ANFRAGE 1
Schreiben Sie aus dem nachfolgenden Text über den Ukraine-Krieg den Abschnitt von „500 Tsd.Militärangehörige getötet“ bis einschließlich „Art von Unterstützung.“ wortgetreu ab.

LESETEXT

※ ※ ※

Zwei Jahre Ukraine-Krieg

Was wird aus unserem Ukraine-Engagement?

Am 24. Februar 2024 jährt sich der Beginn des großflächigen russischen Angriffskriegs auf die Ukraine zum zweiten Mal und leider ist kein Ende in Sicht. Das Land braucht weiterhin unsere Unterstützung, deshalb hat die Robert Bosch Stiftung sich zu einem neuen Vorgehen entschieden.

Text
Eva Bolta
Bilder
Anastasia Vlasova
Datum
21. Februar 2024
Lesezeit
5 Min.
500 Tsd.Militärangehörige getötet oder verletzt*

Angesichts der schrecklichen Ereignisse im Nahen Osten und der innenpolitischen Lage in Deutschland ist der russische Angriffskrieg gegen die Ukraine medial in den Hintergrund gerückt. Aber der Krieg geht unvermindert weiter. Zuletzt hat es wieder verstärkte Drohnenangriffe auf Kiew, Charkiw und weitere Städte gegeben. Die militärische Situation ist schwierig, der Ausgang des Krieges aktuell völlig offen. Die Ukraine benötigt daher weiterhin jede Art von Unterstützung.

※ ※ ※

ANFRAGE 2
Sammeln Sie aus den folgenden Einträgen jede Zeile, die die Zeichenfolge „item“ enthält, und geben Sie diese Zeilen unverändert wieder. Dabei ist die Groß- und Kleinschreibung zu beachten.

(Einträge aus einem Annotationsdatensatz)

※ ※ ※

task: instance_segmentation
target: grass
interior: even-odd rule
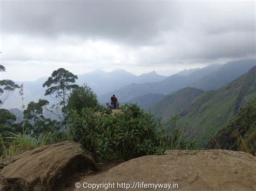
[[[8,132],[9,137],[2,137],[0,136],[0,145],[2,153],[0,159],[4,159],[24,151],[44,145],[46,144],[51,133],[42,137],[33,136],[26,134],[26,130],[22,134],[15,134]]]

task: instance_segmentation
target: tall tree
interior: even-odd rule
[[[63,125],[66,131],[68,128],[66,107],[67,102],[70,92],[78,86],[75,84],[77,76],[73,74],[64,68],[59,68],[54,70],[51,77],[43,84],[43,87],[48,88],[45,90],[45,95],[49,95],[58,102],[56,105],[53,105],[52,108],[55,108],[56,111],[50,110],[51,112],[58,116],[62,122]],[[62,114],[58,113],[58,108],[61,108]]]
[[[43,135],[59,130],[59,122],[44,117],[44,110],[49,104],[48,101],[39,99],[38,102],[31,102],[24,112],[24,126],[35,134]]]
[[[5,72],[5,68],[0,65],[0,72]],[[19,87],[10,80],[0,80],[0,107],[2,106],[4,102],[9,97],[14,90]]]

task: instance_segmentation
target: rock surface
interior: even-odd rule
[[[256,158],[242,152],[221,150],[168,151],[165,155],[133,159],[107,172],[85,176],[80,181],[80,189],[75,190],[86,190],[82,188],[84,182],[110,182],[115,183],[115,188],[108,190],[125,190],[125,188],[117,188],[117,182],[130,183],[132,187],[136,182],[172,185],[174,182],[178,183],[178,190],[255,190]],[[131,190],[153,190],[137,186]]]
[[[79,144],[45,145],[0,161],[0,190],[55,190],[75,173],[96,170]]]

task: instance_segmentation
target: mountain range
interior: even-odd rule
[[[145,94],[167,95],[187,87],[203,90],[214,90],[245,74],[254,66],[256,66],[255,59],[230,62],[223,65],[212,65],[192,70],[186,75],[174,74],[159,82],[142,84],[133,83],[99,95],[99,100],[104,103],[109,99],[110,95],[114,94],[122,102],[126,102]]]
[[[91,73],[78,75],[76,83],[79,86],[84,83],[87,84],[92,88],[97,95],[100,95],[131,83],[139,84],[144,82],[155,82],[161,81],[166,77],[166,76],[158,75],[155,71],[137,76],[120,69],[111,72],[97,69]],[[45,88],[43,88],[42,84],[47,79],[46,77],[43,77],[35,81],[15,82],[18,84],[22,83],[24,84],[25,104],[32,101],[37,102],[39,98],[46,98],[50,102],[53,101],[50,96],[44,96]],[[6,109],[11,109],[21,108],[22,105],[18,90],[16,90],[7,100],[3,107]]]
[[[155,118],[165,121],[181,111],[204,91],[194,88],[185,88],[165,96],[157,103],[146,108],[145,111],[153,115]]]
[[[179,123],[188,123],[187,137],[205,145],[255,97],[256,66],[228,84],[200,94],[179,114]]]

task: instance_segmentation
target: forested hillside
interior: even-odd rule
[[[256,153],[256,98],[230,121],[208,143],[210,149]]]

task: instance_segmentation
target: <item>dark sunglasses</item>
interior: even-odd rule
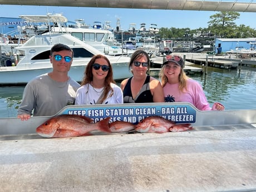
[[[70,57],[70,56],[62,57],[61,55],[53,55],[52,56],[54,57],[54,58],[55,58],[55,60],[56,60],[57,61],[60,61],[62,59],[62,58],[64,58],[64,60],[65,61],[65,62],[68,63],[70,61],[71,61],[71,60],[72,60],[72,58]]]
[[[139,62],[139,61],[134,61],[134,66],[136,67],[139,67],[140,64],[142,65],[142,67],[147,67],[147,62]]]
[[[180,66],[183,67],[184,66],[184,61],[182,57],[176,56],[176,55],[167,55],[166,56],[166,61],[176,61]]]
[[[100,65],[100,64],[98,64],[98,63],[94,63],[92,65],[92,67],[93,67],[93,68],[95,70],[99,70],[100,67],[101,67],[101,69],[103,71],[107,71],[109,70],[109,67],[106,65]]]

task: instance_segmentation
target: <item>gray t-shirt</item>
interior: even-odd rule
[[[66,82],[52,80],[47,73],[36,77],[26,86],[18,115],[55,115],[65,106],[73,105],[79,83],[71,78]]]

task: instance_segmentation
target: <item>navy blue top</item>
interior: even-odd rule
[[[153,96],[149,87],[150,76],[149,75],[147,76],[142,87],[134,99],[132,98],[131,89],[131,81],[132,78],[132,77],[129,78],[124,88],[124,103],[153,102]]]

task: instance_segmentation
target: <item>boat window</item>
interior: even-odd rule
[[[72,32],[71,35],[77,38],[80,41],[83,41],[83,33],[79,32]]]
[[[93,54],[83,48],[73,48],[74,58],[91,58],[93,56]],[[48,60],[50,55],[50,50],[43,52],[33,57],[31,60]]]
[[[73,51],[74,52],[74,58],[91,58],[93,56],[93,54],[83,48],[73,48]]]
[[[85,41],[95,41],[95,35],[93,33],[84,33]]]
[[[104,33],[96,33],[96,41],[101,41],[104,36]]]

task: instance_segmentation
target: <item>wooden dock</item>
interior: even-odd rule
[[[186,58],[186,61],[189,61],[189,62],[193,62],[195,64],[199,64],[200,65],[204,65],[206,66],[206,59],[205,58]],[[207,62],[208,66],[218,68],[237,68],[238,66],[238,62],[214,60],[214,58],[208,58]]]

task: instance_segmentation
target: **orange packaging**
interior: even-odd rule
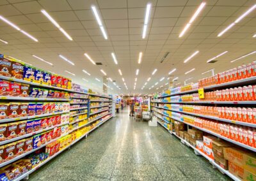
[[[246,108],[242,108],[242,120],[243,122],[248,122],[248,113]]]

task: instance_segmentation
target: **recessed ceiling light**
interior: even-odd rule
[[[69,74],[71,74],[72,75],[74,75],[74,76],[76,75],[74,73],[71,73],[71,72],[70,72],[70,71],[68,71],[67,70],[65,70],[65,71],[67,72],[67,73],[69,73]]]
[[[152,75],[154,75],[157,71],[157,69],[155,69],[152,72]]]
[[[106,72],[104,72],[104,71],[103,69],[100,69],[100,71],[106,76],[107,75],[107,74],[106,73]]]
[[[74,66],[75,64],[73,63],[72,61],[70,61],[70,60],[68,60],[68,59],[67,59],[65,57],[64,57],[63,55],[59,55],[59,57],[61,57],[61,59],[63,59],[64,61],[68,62],[68,63],[70,63],[70,64],[72,64],[72,66]]]
[[[213,60],[217,59],[218,57],[220,57],[220,56],[221,56],[221,55],[225,54],[227,53],[227,52],[228,52],[228,51],[225,51],[225,52],[222,52],[221,54],[218,55],[217,56],[214,57],[213,58],[211,58],[211,59],[208,60],[206,62],[209,63],[209,62],[211,62],[212,61],[213,61]]]
[[[44,10],[41,10],[41,12],[69,40],[73,40],[70,36],[60,27],[60,25],[55,21],[54,18]]]
[[[188,57],[184,61],[184,63],[188,62],[191,59],[192,59],[194,56],[195,56],[197,54],[199,53],[199,51],[197,50],[196,52],[195,52],[192,55],[191,55],[189,57]]]
[[[120,75],[123,75],[123,74],[122,73],[122,71],[120,69],[118,69],[118,72]]]
[[[8,43],[7,41],[4,41],[4,40],[3,40],[0,39],[0,41],[2,41],[3,43],[4,43],[5,44],[8,44]]]
[[[139,71],[140,70],[138,69],[136,69],[136,75],[139,75]]]
[[[84,55],[87,57],[87,59],[89,59],[89,61],[91,61],[91,62],[92,62],[93,64],[94,64],[94,65],[96,64],[95,62],[93,61],[93,59],[92,59],[91,57],[90,57],[87,54],[84,54]]]
[[[176,71],[176,69],[175,68],[175,69],[173,69],[172,70],[171,70],[170,72],[169,72],[169,75],[171,75],[172,73],[173,73],[173,72],[175,72]]]
[[[42,58],[40,58],[40,57],[39,57],[38,56],[36,56],[35,55],[33,55],[32,56],[33,56],[34,57],[38,59],[38,60],[40,60],[41,61],[44,62],[45,62],[45,63],[47,63],[47,64],[48,64],[49,65],[51,65],[51,66],[53,65],[51,62],[47,62],[47,61],[44,60],[43,59],[42,59]]]
[[[142,52],[140,52],[140,54],[139,54],[139,61],[138,61],[138,62],[139,63],[139,64],[141,62],[141,57],[142,57]]]
[[[115,63],[116,64],[117,64],[118,63],[117,63],[116,58],[116,56],[115,55],[115,54],[111,53],[111,55],[112,55],[113,59],[114,60]]]
[[[188,29],[189,27],[189,26],[191,25],[192,22],[195,20],[195,18],[198,16],[199,13],[201,12],[201,11],[203,10],[204,7],[205,6],[206,3],[205,2],[202,2],[199,7],[197,8],[196,11],[195,12],[194,15],[192,16],[192,17],[190,18],[189,22],[186,25],[185,27],[182,30],[182,31],[180,33],[180,34],[179,35],[179,37],[180,38],[182,37],[186,33],[186,31],[188,30]]]
[[[191,69],[191,70],[189,70],[189,71],[187,71],[186,73],[185,73],[185,75],[191,73],[191,71],[194,71],[195,69],[195,68]]]
[[[92,11],[93,11],[93,13],[94,13],[94,15],[95,15],[95,17],[96,17],[96,20],[97,20],[97,22],[98,22],[98,24],[99,24],[99,25],[100,26],[100,28],[101,32],[102,32],[102,34],[103,34],[104,38],[106,40],[108,40],[107,34],[106,33],[106,31],[105,31],[105,29],[104,29],[104,27],[103,27],[102,23],[101,22],[100,17],[99,17],[99,14],[98,14],[98,12],[97,12],[97,10],[96,10],[96,7],[94,6],[92,6]]]
[[[150,11],[151,4],[147,4],[146,14],[145,15],[143,31],[142,33],[142,38],[144,39],[146,37],[147,27],[148,23],[149,13]]]
[[[232,63],[232,62],[234,62],[234,61],[238,61],[239,59],[241,59],[244,58],[244,57],[247,57],[247,56],[249,56],[249,55],[250,55],[254,54],[255,53],[256,53],[256,51],[252,52],[251,53],[249,53],[249,54],[246,54],[246,55],[243,55],[243,56],[241,57],[239,57],[239,58],[237,58],[237,59],[234,59],[234,60],[230,61],[230,62]]]
[[[83,71],[84,73],[85,73],[86,74],[87,74],[88,75],[89,75],[89,76],[91,75],[90,73],[88,73],[86,71],[85,71],[85,70],[84,70],[84,69],[83,70]]]

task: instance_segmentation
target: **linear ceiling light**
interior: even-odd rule
[[[0,39],[0,41],[2,41],[3,43],[4,43],[5,44],[8,44],[8,43],[7,41],[4,41],[4,40],[3,40]]]
[[[68,59],[67,59],[65,57],[64,57],[63,55],[59,55],[59,57],[61,57],[61,59],[63,59],[64,61],[68,62],[68,63],[70,63],[70,64],[72,64],[72,66],[74,66],[75,64],[73,63],[72,61],[70,61],[70,60],[68,60]]]
[[[104,71],[103,69],[100,69],[100,71],[106,76],[107,75],[107,74],[106,73],[106,72],[104,72]]]
[[[255,53],[256,53],[256,51],[252,52],[251,53],[249,53],[249,54],[246,54],[246,55],[243,55],[243,56],[241,57],[239,57],[239,58],[237,58],[237,59],[234,59],[234,60],[230,61],[230,62],[232,63],[232,62],[234,62],[234,61],[238,61],[239,59],[241,59],[244,58],[244,57],[247,57],[247,56],[249,56],[249,55],[250,55],[254,54]]]
[[[203,10],[204,7],[205,6],[206,3],[205,2],[202,2],[201,4],[199,6],[199,7],[197,8],[196,11],[194,13],[194,15],[192,16],[191,19],[189,20],[189,22],[186,25],[185,27],[183,29],[182,31],[180,33],[180,34],[179,35],[179,37],[180,38],[182,37],[186,33],[186,31],[188,29],[189,26],[191,25],[192,22],[195,20],[195,18],[198,16],[199,13],[201,12],[201,11]]]
[[[101,22],[100,16],[98,14],[98,11],[96,10],[96,7],[95,6],[92,6],[92,11],[93,12],[94,15],[95,16],[96,20],[98,22],[98,24],[100,26],[101,32],[103,34],[103,36],[106,40],[108,40],[108,36],[107,34],[106,33],[105,29],[103,27],[102,23]]]
[[[118,69],[118,72],[120,75],[123,75],[123,74],[122,73],[122,71],[120,69]]]
[[[71,73],[70,71],[68,71],[67,70],[65,70],[65,71],[67,72],[67,73],[68,73],[69,74],[71,74],[72,75],[74,75],[74,76],[76,75],[74,73]]]
[[[85,73],[86,74],[87,74],[88,75],[91,75],[91,74],[90,73],[88,73],[86,71],[85,71],[85,70],[83,70],[83,71],[84,72],[84,73]]]
[[[187,71],[186,73],[185,73],[185,75],[191,73],[191,71],[194,71],[195,69],[195,68],[191,69],[191,70],[189,70],[189,71]]]
[[[169,72],[169,75],[171,75],[172,73],[173,73],[173,72],[175,72],[176,71],[176,69],[175,68],[175,69],[173,69],[172,70],[171,70],[170,72]]]
[[[144,39],[146,37],[147,27],[148,24],[149,13],[150,11],[151,4],[147,4],[146,14],[145,15],[143,31],[142,33],[142,38]]]
[[[12,26],[13,28],[16,29],[17,31],[20,31],[22,33],[23,33],[24,34],[25,34],[26,36],[27,36],[29,38],[32,39],[35,41],[36,41],[36,42],[38,41],[38,40],[36,38],[35,38],[35,37],[33,37],[33,36],[31,36],[29,33],[26,33],[26,31],[20,29],[18,26],[17,26],[16,25],[15,25],[14,24],[13,24],[10,21],[9,21],[8,20],[6,19],[3,17],[0,16],[0,19],[1,19],[2,20],[3,20],[6,23],[7,23],[8,25]]]
[[[138,62],[139,63],[139,64],[141,62],[141,57],[142,57],[142,52],[140,52],[140,54],[139,54],[139,61],[138,61]]]
[[[33,55],[32,56],[33,56],[34,57],[38,59],[38,60],[40,60],[41,61],[44,62],[45,62],[45,63],[47,63],[47,64],[48,64],[49,65],[51,65],[51,66],[53,65],[51,62],[47,62],[47,61],[44,60],[43,59],[42,59],[40,57],[38,57],[38,56],[36,56],[35,55]]]
[[[92,59],[91,57],[90,57],[87,54],[84,54],[84,55],[87,57],[87,59],[89,59],[89,61],[91,61],[91,62],[92,62],[93,64],[94,64],[94,65],[96,64],[95,62],[93,61],[93,59]]]
[[[197,54],[199,53],[199,51],[197,50],[195,52],[194,52],[192,55],[191,55],[189,57],[188,57],[184,61],[184,63],[188,62],[191,59],[192,59],[194,56],[195,56]]]
[[[157,69],[155,69],[152,72],[152,75],[154,75],[157,71]]]
[[[136,69],[136,75],[139,75],[139,71],[140,70],[138,69]]]
[[[116,58],[116,56],[115,55],[115,54],[111,53],[111,55],[112,55],[113,59],[114,60],[115,63],[117,65],[118,63],[117,63]]]
[[[250,13],[251,13],[252,11],[254,10],[254,9],[256,8],[256,4],[255,4],[253,6],[252,6],[249,10],[248,10],[246,11],[245,11],[242,15],[239,17],[235,22],[232,22],[227,27],[224,29],[221,33],[220,33],[218,34],[218,36],[221,36],[226,31],[227,31],[228,29],[232,28],[233,26],[234,26],[236,24],[239,23],[243,18],[244,18],[246,15],[248,15]]]
[[[211,58],[211,59],[209,59],[206,62],[209,63],[209,62],[212,61],[213,60],[217,59],[218,57],[220,57],[220,56],[224,55],[225,54],[226,54],[226,53],[227,53],[227,52],[228,52],[228,51],[225,51],[225,52],[222,52],[221,54],[218,55],[217,56],[214,57],[213,58]]]
[[[56,22],[52,17],[44,10],[41,10],[41,12],[69,40],[73,40],[70,36]]]

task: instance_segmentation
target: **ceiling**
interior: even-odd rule
[[[196,10],[202,1],[197,0],[1,0],[0,15],[20,29],[28,32],[38,41],[36,42],[20,32],[0,20],[0,39],[8,44],[0,43],[1,53],[30,63],[36,67],[71,78],[74,82],[100,91],[102,90],[102,69],[108,77],[116,80],[118,90],[109,82],[111,93],[145,94],[161,91],[156,88],[167,83],[168,72],[179,77],[177,83],[183,84],[186,79],[196,82],[211,73],[202,73],[215,68],[215,73],[237,67],[256,60],[256,54],[231,63],[230,61],[256,50],[256,10],[221,37],[217,35],[247,10],[255,4],[255,0],[209,0],[199,16],[192,23],[182,38],[179,35]],[[152,8],[145,39],[142,38],[146,6]],[[99,13],[108,36],[105,40],[93,15],[91,6],[95,5]],[[42,13],[49,14],[72,38],[69,40]],[[196,50],[199,53],[184,64],[184,61]],[[217,55],[228,51],[216,59],[214,64],[206,61]],[[143,52],[142,61],[138,64],[139,53]],[[169,55],[163,63],[162,57]],[[114,52],[118,61],[115,64],[111,57]],[[88,54],[96,62],[93,64],[84,55]],[[63,55],[75,65],[61,59]],[[35,55],[54,64],[42,62]],[[184,73],[195,68],[195,70]],[[122,70],[121,76],[118,69]],[[138,76],[136,70],[140,69]],[[154,69],[157,72],[152,75]],[[85,69],[91,76],[82,71]],[[67,70],[76,74],[71,75]],[[162,77],[165,79],[161,82]],[[128,90],[122,78],[124,77]],[[138,78],[134,90],[135,78]],[[148,77],[151,80],[141,87]],[[97,81],[95,78],[100,80]],[[85,82],[85,78],[88,82]],[[156,82],[159,83],[150,90]]]

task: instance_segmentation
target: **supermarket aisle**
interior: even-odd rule
[[[161,126],[129,107],[30,175],[29,180],[229,180]]]

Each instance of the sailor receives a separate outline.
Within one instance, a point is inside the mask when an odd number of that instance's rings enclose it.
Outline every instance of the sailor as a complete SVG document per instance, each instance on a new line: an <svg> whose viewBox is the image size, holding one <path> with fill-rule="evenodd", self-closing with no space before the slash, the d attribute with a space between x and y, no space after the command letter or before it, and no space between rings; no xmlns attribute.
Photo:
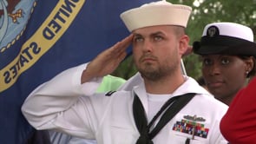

※ ※ ※

SCHRIFTLICHE ANTWORT 1
500 Tsd.Militärangehörige getötet oder verletzt*

Angesichts der schrecklichen Ereignisse im Nahen Osten und der innenpolitischen Lage in Deutschland ist der russische Angriffskrieg gegen die Ukraine medial in den Hintergrund gerückt. Aber der Krieg geht unvermindert weiter. Zuletzt hat es wieder verstärkte Drohnenangriffe auf Kiew, Charkiw und weitere Städte gegeben. Die militärische Situation ist schwierig, der Ausgang des Krieges aktuell völlig offen. Die Ukraine benötigt daher weiterhin jede Art von Unterstützung.

SCHRIFTLICHE ANTWORT 2
target: <item>dark sunglasses</item>
target: <item>gray t-shirt</item>
target: <item>navy blue top</item>
target: <item>boat window</item>
target: <item>wooden dock</item>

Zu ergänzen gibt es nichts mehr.